Type out the text on Wilson's arbitral award from "In its 1924" up to and including "Armenia & Turkey.", word for word.

— Start of Text —

The position of the legislative branch

 

As mentioned above, arbitral awards are not subject to any legislative approval or ratification. So the Senate, which reserves the right to take up matters relating to foreign policy according to the US Constitution, never discussed the arbitral award deciding the Armenian-Turkish frontier. Nevertheless, in the course of discussing other matters, the Senate of the US explicitly expressed its position on this award on at least one occasion.

On the 18th of January, 1927, the Senate rejected the Turkish-American treaty of the 6th of August, 1923, for three reasons. One of the reasons was that Turkeyfailed to provide for the fulfillment of the Wilson award to Armenia”. Senator William H. King (D-Utah) expressed himself much more clearly in an official statement on this occasion, “Obviously it would be unfair & unreasonable for the United States to recognize & respect the claims & professions of Kemal so long as he persist in holding control & sovereignty over Wilson Armenia.” The vote in the Senate in 1927 testifies without a doubt to the fact that Wilson’s arbitral award was a ratified award & had legal bearing in 1927. Nothing from a legal perspective has changed since then, & it thus remains in force to this day. I would like to especially emphasise that this aforementioned discussion & vote took place years after “the relevant treaties … defin[ing] … the … border” cited in the unfortunate pair of protocols.

Let me also add that the restoration of relations between Turkey & America (after the WWI) still does not have a basis in any treaty, & numerous controversial legal questions are left unaddressed in that matter.

 
The position of public bodies

 

The most important public bodies in the USA are the political parties. The main clauses of party programs are to be found in the party platforms, which are approved by the general assemblies of political parties.

The Democratic Party of the US (the party of current President Obama) has official expressed a position on Wilson’s arbitral award on two occasions, in 1924 & in 1928.

In its 1924 programme, the Democratic Party included a separate clause of the Fulfillment of President Wilson’s arbitral award respecting Armenia as a platform & goal. The 1928 platform went even further, citing the US as a state and, as per the “promises & engagements” of the Allied Powers, “We favor the most earnest efforts on the part of the United States to secure the fulfillment of the promises & engagements made during & following the World War by the United States & the allied powers to Armenia & her people.” The only “promise & engagement” of the United States to the Republic of Armenia was & continues to remain the arbitral award of Woodrow Wilson on the border between Armenia & Turkey.

— End of Text —
— Start of Provided material —

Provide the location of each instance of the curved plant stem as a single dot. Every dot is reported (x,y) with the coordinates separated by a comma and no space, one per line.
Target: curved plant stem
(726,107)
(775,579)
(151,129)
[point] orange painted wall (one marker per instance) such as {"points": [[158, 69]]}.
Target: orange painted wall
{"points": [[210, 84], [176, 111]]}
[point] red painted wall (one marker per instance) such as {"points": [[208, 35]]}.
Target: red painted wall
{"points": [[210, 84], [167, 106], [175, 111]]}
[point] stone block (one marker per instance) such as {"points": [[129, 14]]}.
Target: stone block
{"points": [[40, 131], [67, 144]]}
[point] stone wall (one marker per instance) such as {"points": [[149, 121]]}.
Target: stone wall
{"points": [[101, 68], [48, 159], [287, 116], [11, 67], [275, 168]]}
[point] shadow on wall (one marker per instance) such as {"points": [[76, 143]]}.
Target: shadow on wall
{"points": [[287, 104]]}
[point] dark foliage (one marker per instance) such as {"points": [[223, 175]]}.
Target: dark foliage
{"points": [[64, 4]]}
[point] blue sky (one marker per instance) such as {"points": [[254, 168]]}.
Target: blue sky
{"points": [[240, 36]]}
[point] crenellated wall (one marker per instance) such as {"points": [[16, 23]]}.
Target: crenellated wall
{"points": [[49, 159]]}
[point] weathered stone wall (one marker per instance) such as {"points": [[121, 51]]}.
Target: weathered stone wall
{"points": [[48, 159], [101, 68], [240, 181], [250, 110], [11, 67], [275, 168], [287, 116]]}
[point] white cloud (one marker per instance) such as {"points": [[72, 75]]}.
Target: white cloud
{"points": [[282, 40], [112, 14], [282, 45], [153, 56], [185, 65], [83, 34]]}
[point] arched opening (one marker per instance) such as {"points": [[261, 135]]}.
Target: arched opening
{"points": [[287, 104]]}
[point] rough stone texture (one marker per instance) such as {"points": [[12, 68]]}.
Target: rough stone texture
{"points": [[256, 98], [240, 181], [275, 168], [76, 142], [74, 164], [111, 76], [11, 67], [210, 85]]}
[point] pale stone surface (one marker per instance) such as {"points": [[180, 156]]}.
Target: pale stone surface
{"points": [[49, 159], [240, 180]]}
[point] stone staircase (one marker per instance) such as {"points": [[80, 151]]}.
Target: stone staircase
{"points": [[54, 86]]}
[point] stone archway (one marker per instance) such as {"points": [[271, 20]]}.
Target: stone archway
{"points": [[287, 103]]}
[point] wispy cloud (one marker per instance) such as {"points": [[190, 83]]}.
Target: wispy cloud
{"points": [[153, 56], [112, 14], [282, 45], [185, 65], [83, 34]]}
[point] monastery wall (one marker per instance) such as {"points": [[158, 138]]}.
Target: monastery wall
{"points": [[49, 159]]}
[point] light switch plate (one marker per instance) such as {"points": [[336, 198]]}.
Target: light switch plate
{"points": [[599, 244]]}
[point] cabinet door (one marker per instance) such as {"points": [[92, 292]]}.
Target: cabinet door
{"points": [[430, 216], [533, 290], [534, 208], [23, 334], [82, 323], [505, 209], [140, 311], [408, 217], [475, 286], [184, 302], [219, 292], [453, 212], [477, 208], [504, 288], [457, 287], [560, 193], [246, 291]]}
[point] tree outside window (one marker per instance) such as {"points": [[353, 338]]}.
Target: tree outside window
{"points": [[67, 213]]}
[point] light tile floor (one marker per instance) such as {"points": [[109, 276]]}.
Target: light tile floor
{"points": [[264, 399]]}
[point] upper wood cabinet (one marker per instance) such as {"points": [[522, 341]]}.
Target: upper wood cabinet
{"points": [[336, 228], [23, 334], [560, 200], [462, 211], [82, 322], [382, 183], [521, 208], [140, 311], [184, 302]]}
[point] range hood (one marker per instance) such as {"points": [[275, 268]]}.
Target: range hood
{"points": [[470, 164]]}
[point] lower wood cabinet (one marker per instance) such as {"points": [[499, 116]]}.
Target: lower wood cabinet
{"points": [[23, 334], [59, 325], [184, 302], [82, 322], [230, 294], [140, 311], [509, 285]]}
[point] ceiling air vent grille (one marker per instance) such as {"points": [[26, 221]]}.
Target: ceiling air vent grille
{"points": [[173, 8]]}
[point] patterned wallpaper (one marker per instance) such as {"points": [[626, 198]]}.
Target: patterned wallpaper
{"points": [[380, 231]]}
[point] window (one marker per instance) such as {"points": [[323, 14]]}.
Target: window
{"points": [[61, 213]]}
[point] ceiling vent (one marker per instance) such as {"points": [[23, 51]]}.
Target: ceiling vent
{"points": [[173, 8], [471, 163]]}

— End of Provided material —

- Correct result -
In its 1924 programme, the Democratic Party included a separate clause of the Fulfillment of President Wilson’s arbitral award respecting Armenia as a platform & goal. The 1928 platform went even further, citing the US as a state and, as per the “promises & engagements” of the Allied Powers, “We favor the most earnest efforts on the part of the United States to secure the fulfillment of the promises & engagements made during & following the World War by the United States & the allied powers to Armenia & her people.” The only “promise & engagement” of the United States to the Republic of Armenia was & continues to remain the arbitral award of Woodrow Wilson on the border between Armenia & Turkey.